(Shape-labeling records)
<<<<
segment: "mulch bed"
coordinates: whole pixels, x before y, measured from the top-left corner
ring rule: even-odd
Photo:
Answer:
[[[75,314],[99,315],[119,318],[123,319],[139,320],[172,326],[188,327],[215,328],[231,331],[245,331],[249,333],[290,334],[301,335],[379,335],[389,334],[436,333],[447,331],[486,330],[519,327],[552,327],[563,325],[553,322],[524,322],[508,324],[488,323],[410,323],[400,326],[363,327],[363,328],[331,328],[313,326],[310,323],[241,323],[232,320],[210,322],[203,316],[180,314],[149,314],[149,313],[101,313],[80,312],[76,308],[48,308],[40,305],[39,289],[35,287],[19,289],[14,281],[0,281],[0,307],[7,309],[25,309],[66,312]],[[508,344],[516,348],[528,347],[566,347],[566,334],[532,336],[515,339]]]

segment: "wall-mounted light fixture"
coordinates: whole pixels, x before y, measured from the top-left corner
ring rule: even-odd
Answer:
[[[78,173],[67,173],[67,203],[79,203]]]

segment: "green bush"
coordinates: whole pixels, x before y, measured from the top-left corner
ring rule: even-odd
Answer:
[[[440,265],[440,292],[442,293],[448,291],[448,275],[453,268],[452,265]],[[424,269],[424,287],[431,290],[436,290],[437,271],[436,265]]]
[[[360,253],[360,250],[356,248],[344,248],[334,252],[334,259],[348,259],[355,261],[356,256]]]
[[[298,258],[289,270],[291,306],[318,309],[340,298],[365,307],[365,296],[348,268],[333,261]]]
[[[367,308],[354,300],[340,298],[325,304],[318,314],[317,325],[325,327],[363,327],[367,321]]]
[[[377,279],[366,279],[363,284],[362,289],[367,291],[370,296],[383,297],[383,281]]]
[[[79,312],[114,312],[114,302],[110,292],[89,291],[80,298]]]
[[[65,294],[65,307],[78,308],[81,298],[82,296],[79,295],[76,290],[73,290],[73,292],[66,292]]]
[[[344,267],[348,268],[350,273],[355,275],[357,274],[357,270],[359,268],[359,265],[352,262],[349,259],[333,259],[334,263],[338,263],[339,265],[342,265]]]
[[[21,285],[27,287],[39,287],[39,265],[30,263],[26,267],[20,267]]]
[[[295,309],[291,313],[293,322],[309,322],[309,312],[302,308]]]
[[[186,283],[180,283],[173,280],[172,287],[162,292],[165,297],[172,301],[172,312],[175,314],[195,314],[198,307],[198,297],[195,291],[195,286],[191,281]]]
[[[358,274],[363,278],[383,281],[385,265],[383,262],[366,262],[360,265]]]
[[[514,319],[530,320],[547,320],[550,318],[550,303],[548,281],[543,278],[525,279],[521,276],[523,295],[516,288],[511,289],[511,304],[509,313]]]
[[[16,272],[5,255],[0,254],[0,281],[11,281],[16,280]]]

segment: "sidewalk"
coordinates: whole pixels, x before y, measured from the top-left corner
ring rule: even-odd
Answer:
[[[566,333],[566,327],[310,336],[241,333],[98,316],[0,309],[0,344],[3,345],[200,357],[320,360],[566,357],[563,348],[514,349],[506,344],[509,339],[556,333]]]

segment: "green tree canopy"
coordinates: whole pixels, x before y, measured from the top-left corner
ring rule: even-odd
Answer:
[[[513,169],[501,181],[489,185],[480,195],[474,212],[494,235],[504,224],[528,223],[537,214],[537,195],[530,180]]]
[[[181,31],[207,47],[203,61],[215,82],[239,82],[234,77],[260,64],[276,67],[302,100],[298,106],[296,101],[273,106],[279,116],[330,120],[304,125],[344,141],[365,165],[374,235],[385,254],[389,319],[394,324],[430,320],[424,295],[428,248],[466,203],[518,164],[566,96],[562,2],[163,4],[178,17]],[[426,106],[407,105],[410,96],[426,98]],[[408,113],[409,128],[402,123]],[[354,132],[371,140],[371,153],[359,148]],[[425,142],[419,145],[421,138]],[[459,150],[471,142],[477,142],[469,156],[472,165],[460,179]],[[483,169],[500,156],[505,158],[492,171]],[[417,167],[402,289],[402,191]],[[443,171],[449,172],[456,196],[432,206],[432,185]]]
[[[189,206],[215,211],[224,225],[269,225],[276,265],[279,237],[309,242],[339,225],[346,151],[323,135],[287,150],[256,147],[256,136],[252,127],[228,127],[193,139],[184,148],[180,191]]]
>>>>
■ Problem requirements
Render all of the lines above as a JSON list of strings, one string per line, with blank lines left out.

■ Response
[
  "segment: \"mulch bed\"",
  "coordinates: whole pixels, x before y, measured from the top-left corner",
  "ring rule: even-odd",
  "Photo:",
  "Answer:",
  "[[[75,314],[99,315],[119,318],[123,319],[139,320],[172,326],[188,327],[215,328],[231,331],[245,331],[249,333],[290,334],[301,335],[379,335],[389,334],[436,333],[447,331],[486,330],[519,327],[552,327],[563,325],[553,322],[524,322],[508,324],[488,323],[410,323],[400,326],[363,327],[363,328],[331,328],[313,326],[310,323],[241,323],[232,320],[210,322],[203,316],[180,314],[149,314],[149,313],[101,313],[80,312],[76,308],[48,308],[40,305],[39,289],[35,287],[19,289],[14,281],[0,281],[0,307],[7,309],[25,309],[66,312]],[[508,344],[516,348],[528,347],[566,347],[566,334],[532,336],[515,339]]]",
  "segment: \"wall-mounted light fixture\"",
  "coordinates: whole pixels, x before y, measured from the top-left corner",
  "ring rule: even-odd",
  "Answer:",
  "[[[78,173],[67,173],[67,203],[79,203]]]",
  "segment: \"green bush\"",
  "coordinates: whole pixels, x before y, measured from the top-left corner",
  "ring rule: even-odd",
  "Answer:",
  "[[[440,265],[440,292],[442,293],[448,291],[448,275],[453,268],[452,265]],[[424,269],[424,287],[431,290],[436,290],[437,271],[436,265]]]",
  "[[[360,253],[360,250],[356,248],[344,248],[334,252],[334,259],[348,259],[355,261],[356,256]]]",
  "[[[298,258],[289,270],[291,306],[318,309],[340,298],[365,307],[365,296],[348,268],[333,261]]]",
  "[[[367,308],[354,300],[340,298],[325,304],[318,314],[317,325],[325,327],[363,327],[367,321]]]",
  "[[[377,279],[366,279],[363,284],[362,289],[367,291],[370,296],[383,297],[383,281]]]",
  "[[[79,312],[114,312],[114,302],[110,292],[89,291],[80,298]]]",
  "[[[65,294],[65,307],[78,308],[81,298],[82,296],[79,295],[76,290],[73,290],[73,292],[66,292]]]",
  "[[[344,267],[348,268],[350,273],[355,275],[357,274],[357,270],[359,268],[359,265],[352,262],[349,259],[333,259],[334,263],[338,263],[339,265],[342,265]]]",
  "[[[21,285],[27,287],[39,287],[39,265],[30,263],[26,267],[20,267]]]",
  "[[[295,309],[291,313],[293,322],[309,322],[309,312],[302,308]]]",
  "[[[186,283],[180,283],[173,280],[172,287],[162,292],[165,297],[172,301],[172,312],[175,314],[195,314],[198,307],[198,297],[195,291],[195,286],[191,281]]]",
  "[[[358,274],[363,278],[383,281],[385,265],[383,262],[366,262],[360,265]]]",
  "[[[514,319],[530,320],[547,320],[550,318],[550,303],[548,281],[543,278],[525,279],[521,276],[523,295],[516,288],[511,289],[511,304],[509,313]]]",
  "[[[16,272],[5,255],[0,254],[0,281],[11,281],[16,280]]]",
  "segment: \"sidewalk\"",
  "coordinates: whole pixels, x before y, measured from the top-left corner",
  "ring rule: even-odd",
  "Answer:",
  "[[[566,333],[566,327],[310,336],[241,333],[98,316],[0,309],[0,344],[3,345],[200,357],[320,360],[566,357],[563,348],[514,349],[506,344],[509,339],[556,333]]]",
  "segment: \"green tree canopy\"",
  "coordinates: whole pixels, x before y, measured from the top-left corner",
  "ring rule: even-odd",
  "Answer:",
  "[[[513,169],[501,181],[489,185],[480,195],[474,212],[494,235],[504,224],[528,223],[537,214],[537,195],[530,180]]]",
  "[[[181,31],[207,47],[203,61],[215,82],[239,82],[234,77],[260,64],[276,67],[302,100],[298,106],[296,101],[273,106],[279,116],[330,120],[304,125],[344,141],[365,165],[374,235],[385,254],[389,319],[394,324],[430,320],[424,295],[428,248],[466,203],[518,164],[566,96],[562,2],[163,4],[178,17]],[[426,106],[407,105],[410,96],[426,98]],[[408,113],[409,128],[402,123]],[[354,132],[371,140],[371,153],[359,148]],[[425,142],[419,145],[421,138]],[[459,150],[471,142],[477,142],[469,156],[472,165],[460,179]],[[483,169],[500,156],[505,158],[492,171]],[[417,167],[402,289],[402,191]],[[443,171],[449,172],[456,196],[432,206],[432,185]]]",
  "[[[189,206],[215,211],[224,225],[269,225],[276,265],[279,237],[309,242],[339,225],[346,151],[323,135],[287,150],[256,147],[256,136],[252,127],[228,127],[193,139],[184,148],[180,191]]]"
]